Exercise:
Render this sentence from the dengue article below in Spanish: "Our staff checks 50 houses in the same area when we diagnose a positive case in any locality."

Provided passage:
⁂

PESHAWAR: Khyber Pakhtunkhwa has recorded 500 dengue haemorrhagic fever cases in the current year, far less than other provinces of the country, mainly due to timely and coordinated measures by the line departments to eliminate larva and respond to case detection at community level, according to officials.
“Last year, the province reported 16,000 dengue cases by mid of October. The number has now fallen to 500 only. About 18 deaths were also reported in 2022 due to co-morbidities. This year, there is no mortality,” Peshawar-based medical entomologist Mohammad Ajmal Khan told Dawn.
He said that the downtrend in dengue cases was result of the strict supervision and monitoring by Health Secretary Mahmood Aslam Wazir, director-general health services and other high-ranking officials, who held regular meetings and visited hotspots to check the ongoing activities.
“Our staff checks 50 houses in the same area when we diagnose a positive case in any locality. The presence of larva is checked and awareness session for the community is held wherein people are told about the larva and the method for its elimination to stop production of mosquitoes, the transmitters of the virus,” he said.

⁂

Input data:
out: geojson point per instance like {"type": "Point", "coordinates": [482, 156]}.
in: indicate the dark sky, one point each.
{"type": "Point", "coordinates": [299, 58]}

⁂

Solution to this task:
Nuestro personal revisa 50 casas en la misma zona cuando diagnosticamos un caso positivo en cualquier localidad.